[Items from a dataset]
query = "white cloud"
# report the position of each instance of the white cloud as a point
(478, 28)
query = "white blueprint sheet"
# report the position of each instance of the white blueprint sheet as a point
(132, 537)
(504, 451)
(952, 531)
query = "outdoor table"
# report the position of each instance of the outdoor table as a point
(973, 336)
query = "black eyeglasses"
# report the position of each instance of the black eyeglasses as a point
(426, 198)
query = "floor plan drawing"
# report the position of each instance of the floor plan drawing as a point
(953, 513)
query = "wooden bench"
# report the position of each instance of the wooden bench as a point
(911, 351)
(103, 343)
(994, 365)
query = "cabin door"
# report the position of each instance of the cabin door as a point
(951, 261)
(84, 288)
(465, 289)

**Stated problem:** Please copy all of the records above verbatim, line for line.

**Complete answer:**
query = "white cloud"
# report the position of each instance of the white cloud as a point
(478, 28)
query = "white blueprint sheet"
# report the position of each instance of the white blueprint sheet as a point
(132, 537)
(504, 451)
(952, 531)
query = "outdoor table"
# report the position of each instance of the outdoor table as a point
(973, 336)
query = "black eyeglasses"
# report the position of each instance of the black eyeglasses as a point
(426, 198)
query = "floor plan drawing"
# report the position of each instance of the floor plan drawing as a point
(953, 513)
query = "wooden bench"
# report the position of each instance of the wooden bench as a point
(911, 351)
(103, 343)
(994, 365)
query = "cabin door"
# report the position of each instance of the cabin door as a point
(951, 261)
(84, 288)
(465, 289)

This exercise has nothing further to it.